**Required work:** Update the entries starting at the line that contains "Indicate the white painted" and ending at the last entry, changing "blue chalk scribble" to "blue chalk marking" and leaving everything else the same. Give only those lines.

**Records supplied:**
────────────────────
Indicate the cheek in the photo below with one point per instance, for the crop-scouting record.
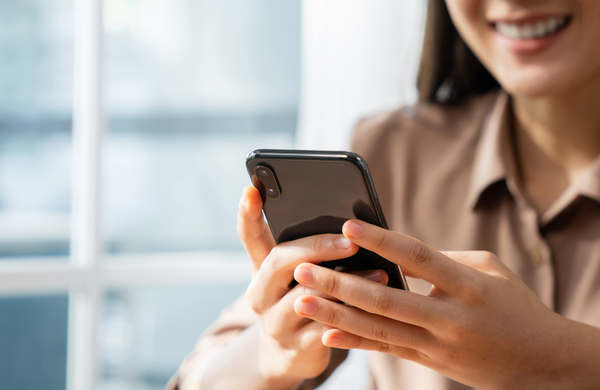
(571, 63)
(468, 17)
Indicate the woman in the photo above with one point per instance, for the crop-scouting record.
(505, 180)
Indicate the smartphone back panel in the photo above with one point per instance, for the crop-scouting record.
(314, 192)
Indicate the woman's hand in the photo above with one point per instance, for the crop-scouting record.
(290, 347)
(479, 325)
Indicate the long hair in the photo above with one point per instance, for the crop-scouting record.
(449, 71)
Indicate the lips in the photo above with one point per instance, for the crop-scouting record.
(539, 29)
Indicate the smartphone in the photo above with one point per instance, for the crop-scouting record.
(308, 192)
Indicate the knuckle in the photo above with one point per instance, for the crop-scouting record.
(383, 348)
(458, 331)
(475, 293)
(273, 260)
(334, 317)
(272, 328)
(381, 301)
(333, 284)
(383, 243)
(315, 246)
(378, 332)
(250, 297)
(419, 253)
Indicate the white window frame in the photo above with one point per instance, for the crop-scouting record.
(87, 273)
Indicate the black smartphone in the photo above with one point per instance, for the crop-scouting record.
(308, 192)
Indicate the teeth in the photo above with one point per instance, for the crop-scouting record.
(531, 31)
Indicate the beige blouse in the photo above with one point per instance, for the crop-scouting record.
(447, 176)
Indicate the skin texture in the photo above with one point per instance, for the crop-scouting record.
(554, 91)
(476, 304)
(287, 347)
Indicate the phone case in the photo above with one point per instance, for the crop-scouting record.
(314, 192)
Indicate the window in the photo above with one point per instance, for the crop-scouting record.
(124, 125)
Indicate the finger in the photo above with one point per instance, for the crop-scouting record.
(374, 298)
(252, 227)
(363, 324)
(410, 253)
(337, 338)
(275, 274)
(281, 320)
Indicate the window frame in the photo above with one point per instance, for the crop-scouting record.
(87, 273)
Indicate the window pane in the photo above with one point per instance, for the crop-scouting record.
(36, 57)
(192, 87)
(146, 333)
(33, 342)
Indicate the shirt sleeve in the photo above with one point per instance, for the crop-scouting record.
(233, 321)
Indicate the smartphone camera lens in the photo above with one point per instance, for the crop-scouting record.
(268, 183)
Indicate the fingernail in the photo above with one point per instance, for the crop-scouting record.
(334, 341)
(374, 276)
(304, 275)
(342, 243)
(353, 229)
(307, 309)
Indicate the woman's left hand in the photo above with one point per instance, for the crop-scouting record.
(479, 325)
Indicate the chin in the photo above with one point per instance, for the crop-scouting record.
(532, 83)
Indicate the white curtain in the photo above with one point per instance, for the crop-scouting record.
(359, 57)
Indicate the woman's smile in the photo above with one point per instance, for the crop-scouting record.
(530, 35)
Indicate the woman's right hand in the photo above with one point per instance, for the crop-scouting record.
(290, 347)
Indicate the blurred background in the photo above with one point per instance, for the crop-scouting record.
(189, 87)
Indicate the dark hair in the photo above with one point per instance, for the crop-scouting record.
(449, 71)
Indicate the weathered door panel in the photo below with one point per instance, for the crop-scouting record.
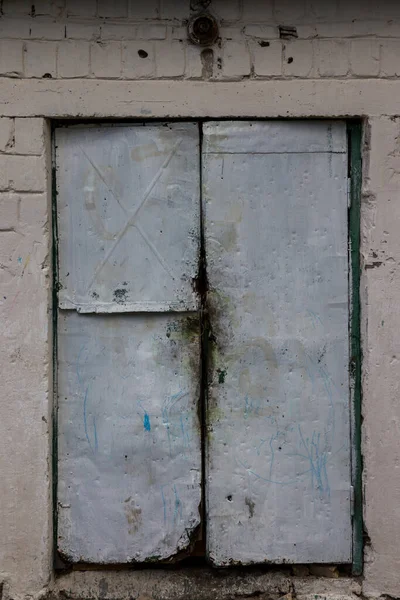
(129, 456)
(129, 468)
(128, 217)
(278, 456)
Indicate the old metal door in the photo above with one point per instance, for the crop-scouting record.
(278, 469)
(128, 384)
(276, 315)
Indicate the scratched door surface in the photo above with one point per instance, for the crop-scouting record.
(130, 207)
(129, 458)
(278, 456)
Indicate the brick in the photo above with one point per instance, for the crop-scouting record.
(22, 173)
(14, 28)
(364, 57)
(42, 30)
(267, 60)
(22, 7)
(115, 9)
(332, 58)
(33, 209)
(178, 32)
(29, 136)
(73, 59)
(80, 31)
(262, 32)
(8, 211)
(322, 9)
(40, 59)
(81, 8)
(118, 32)
(390, 63)
(195, 64)
(235, 60)
(361, 10)
(144, 10)
(151, 32)
(106, 59)
(170, 59)
(257, 11)
(133, 66)
(6, 134)
(11, 58)
(171, 9)
(54, 8)
(287, 12)
(298, 58)
(226, 10)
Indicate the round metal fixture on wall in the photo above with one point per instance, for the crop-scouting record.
(203, 29)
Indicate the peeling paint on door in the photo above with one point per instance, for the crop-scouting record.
(278, 469)
(129, 455)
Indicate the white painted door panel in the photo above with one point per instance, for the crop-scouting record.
(278, 455)
(129, 468)
(128, 217)
(129, 456)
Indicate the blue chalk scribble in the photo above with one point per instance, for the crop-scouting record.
(146, 422)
────────────────────
**Finished exercise:**
Indicate the white painted door panel in the photo above with one point per instance, for the crop-scouting record.
(278, 455)
(129, 468)
(128, 217)
(129, 456)
Indicate the blue chalk marking in the photo above with one point per instance, for the crop-scouting record.
(146, 422)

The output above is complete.